▶ **WHAT YOU NEED TO DO**
Once the pictures are set aside, transcribe the remaining data exactly.

Pointing and labeling entries:
========================================================================

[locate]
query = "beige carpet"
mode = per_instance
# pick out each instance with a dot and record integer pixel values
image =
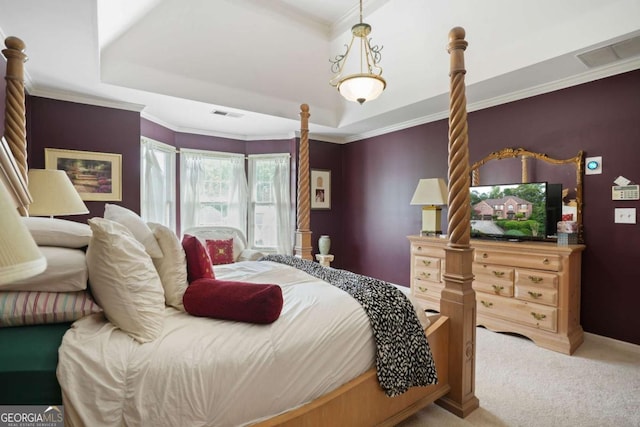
(520, 384)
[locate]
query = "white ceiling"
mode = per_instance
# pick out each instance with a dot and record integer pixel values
(176, 61)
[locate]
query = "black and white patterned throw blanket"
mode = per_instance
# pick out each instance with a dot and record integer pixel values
(403, 356)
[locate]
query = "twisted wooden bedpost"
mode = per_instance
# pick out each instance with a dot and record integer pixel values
(14, 118)
(458, 298)
(303, 233)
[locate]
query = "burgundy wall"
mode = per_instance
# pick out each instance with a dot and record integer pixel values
(373, 180)
(600, 118)
(73, 126)
(323, 155)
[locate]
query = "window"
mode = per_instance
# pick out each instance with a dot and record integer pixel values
(214, 189)
(270, 203)
(157, 183)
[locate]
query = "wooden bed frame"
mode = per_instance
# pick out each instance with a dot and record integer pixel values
(451, 335)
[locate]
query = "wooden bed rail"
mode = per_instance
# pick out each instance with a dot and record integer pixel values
(458, 297)
(15, 132)
(303, 247)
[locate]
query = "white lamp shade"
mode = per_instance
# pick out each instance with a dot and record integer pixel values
(20, 257)
(53, 194)
(430, 191)
(361, 87)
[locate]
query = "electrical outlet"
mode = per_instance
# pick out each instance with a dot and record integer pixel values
(625, 216)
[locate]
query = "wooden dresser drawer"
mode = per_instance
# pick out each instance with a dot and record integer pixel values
(493, 279)
(535, 315)
(549, 262)
(427, 289)
(537, 294)
(540, 279)
(426, 262)
(498, 287)
(429, 251)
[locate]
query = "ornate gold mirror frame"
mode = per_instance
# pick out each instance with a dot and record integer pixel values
(550, 170)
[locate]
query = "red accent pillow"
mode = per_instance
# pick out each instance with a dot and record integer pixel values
(243, 302)
(198, 261)
(220, 251)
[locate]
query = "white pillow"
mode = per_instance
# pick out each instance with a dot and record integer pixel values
(66, 272)
(136, 226)
(58, 232)
(172, 267)
(124, 281)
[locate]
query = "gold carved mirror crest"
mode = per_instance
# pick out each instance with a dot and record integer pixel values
(517, 165)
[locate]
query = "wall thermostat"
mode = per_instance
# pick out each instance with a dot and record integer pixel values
(593, 165)
(625, 192)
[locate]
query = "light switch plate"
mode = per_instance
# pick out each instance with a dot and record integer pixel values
(625, 216)
(593, 165)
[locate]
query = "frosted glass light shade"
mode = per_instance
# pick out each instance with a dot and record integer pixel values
(362, 87)
(53, 194)
(20, 257)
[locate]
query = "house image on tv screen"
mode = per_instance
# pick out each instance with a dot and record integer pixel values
(509, 207)
(509, 211)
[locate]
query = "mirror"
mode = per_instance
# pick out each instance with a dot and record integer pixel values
(517, 165)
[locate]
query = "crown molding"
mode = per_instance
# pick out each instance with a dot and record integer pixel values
(84, 99)
(239, 137)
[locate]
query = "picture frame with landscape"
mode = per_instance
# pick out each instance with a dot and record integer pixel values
(320, 189)
(96, 176)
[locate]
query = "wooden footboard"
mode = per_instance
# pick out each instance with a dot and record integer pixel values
(361, 401)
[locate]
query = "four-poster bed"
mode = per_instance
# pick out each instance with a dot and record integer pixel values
(451, 335)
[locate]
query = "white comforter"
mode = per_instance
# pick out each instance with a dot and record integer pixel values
(206, 372)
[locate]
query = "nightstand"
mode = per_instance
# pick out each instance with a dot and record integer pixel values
(324, 259)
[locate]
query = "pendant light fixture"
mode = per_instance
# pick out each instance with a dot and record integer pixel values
(368, 84)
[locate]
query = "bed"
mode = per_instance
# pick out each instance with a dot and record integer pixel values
(352, 394)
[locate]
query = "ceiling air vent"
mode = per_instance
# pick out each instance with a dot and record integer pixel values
(226, 114)
(612, 53)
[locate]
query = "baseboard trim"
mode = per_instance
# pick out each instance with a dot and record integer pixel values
(613, 342)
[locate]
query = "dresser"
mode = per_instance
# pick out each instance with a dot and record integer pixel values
(529, 288)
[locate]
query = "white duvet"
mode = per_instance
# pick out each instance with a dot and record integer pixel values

========================================================================

▶ **TASK ANSWER**
[locate]
query = "beige carpet"
mode = per_instance
# pick out each instance with a dot and record integer pixel values
image =
(520, 384)
[locate]
query = "white ceiling"
mode = per_instance
# pick out each instance with a dot and record integer pixel values
(176, 61)
[locate]
query = "black and white patterned throw blanket"
mode = per_instance
# pick out each instance with a dot and record integer pixel values
(403, 356)
[locate]
query = "twisted wooden bedpost"
mode = per_instance
# pick out each instance with a dot and record integer pixel values
(14, 118)
(458, 298)
(303, 233)
[locate]
query = "burgundy wall"
mode = per_instance
# pick out each instance with a dot and record integer pixel values
(373, 180)
(600, 118)
(73, 126)
(323, 155)
[locate]
query = "window"
mode = per_instance
# pick out each instance with a dot and record integer pixel values
(214, 189)
(270, 203)
(157, 183)
[locate]
query = "wooden bed frame"
mode = per_instance
# pick out each instance with a dot and record integer pixel values
(451, 335)
[locate]
query = "wooden bed rail"
mode = per_instance
# pick out each instance with a dot and record integer pixel values
(458, 297)
(15, 132)
(303, 247)
[locate]
query = "white lamp shade"
mode = per_instance
# pick out each instance with a dot and record integer pixel values
(20, 257)
(53, 194)
(430, 191)
(361, 87)
[locate]
query = "electrical outlet"
mode = per_instance
# pick out each instance with a dot and record integer pixel values
(625, 216)
[locate]
query = "wooden dresser drawer"
mode = per_instance
# pick out each instance with a dot and record integer pixel values
(493, 279)
(535, 315)
(549, 262)
(427, 289)
(537, 294)
(540, 279)
(426, 262)
(498, 287)
(429, 251)
[locate]
query = "ornate gold mirror frame"
mode = per_instance
# pick out each instance with a dot and record integer pixel values
(550, 170)
[locate]
query = "red accent pillow"
mode = per_instance
# pick out each instance with a dot and record integer pixel values
(243, 302)
(198, 261)
(220, 251)
[locate]
query = "white pillow"
mode = per_instance
# pick out each instance with a dot and record integer pixel values
(66, 272)
(136, 226)
(58, 232)
(172, 267)
(124, 281)
[locate]
query = "gold carved mirror crest"
mode = per_instance
# pick out each instance with a dot and record integer pixel values
(517, 165)
[locate]
query = "wall thermostat"
mode = per_instance
# pick out each instance with a dot and record integer pixel values
(593, 165)
(625, 192)
[locate]
query = "light switch plate"
mode = per_instance
# pick out each instance with a dot and record integer pixel values
(625, 216)
(593, 165)
[locate]
query = "frosted glass light shade"
mode = per_instance
# pick out each instance with a dot and record integer pixel values
(362, 87)
(53, 194)
(20, 257)
[locate]
query = "house image on tv screen"
mode = per_instance
# pick out each instance with a dot and record integer pixel values
(509, 207)
(509, 211)
[locate]
query = "mirror"
mode = per_instance
# pick out each instance with a dot and record integer pixel values
(517, 165)
[locate]
query = "crown molding"
mode = per_instance
# pick out each instance with a dot and record integer pixel values
(84, 99)
(239, 137)
[locate]
query = "picture frame with landscape"
mode = per_instance
# pick out each instance with a dot and record integer pixel values
(320, 189)
(96, 176)
[locate]
query = "wooden footboard"
mode = per_instance
# pick out each instance with a dot and record integer pixel values
(361, 401)
[locate]
query = "four-poster bed"
mode = per_instance
# pick out each instance with a dot and record integer pixel values
(451, 335)
[locate]
query = "white comforter"
mode = per_instance
# pick out each instance with a dot and record integer pixel values
(206, 372)
[locate]
query = "nightstand"
mode = per_instance
# pick out each instance with a dot and record integer pixel values
(324, 259)
[locate]
query = "pendant light fixture"
mode = per_instance
# pick out each instance with a dot and record integer pixel values
(368, 84)
[locate]
query = "bed"
mode = per_instance
# pick out each instance with a dot and record integer pixel values
(352, 394)
[locate]
query = "ceiling air vent"
mode = per_instance
# pick out each instance with a dot and record integer pixel values
(226, 114)
(612, 53)
[locate]
query = "baseboard trim"
mode = per_instance
# pick out each instance with a dot and record integer pixel values
(613, 342)
[locate]
query = "dresser"
mode = per_instance
# pick out each instance with a dot and record integer pixel values
(529, 288)
[locate]
query = "white duvet"
mode = per_instance
# pick out each instance with a dot and record integer pixel values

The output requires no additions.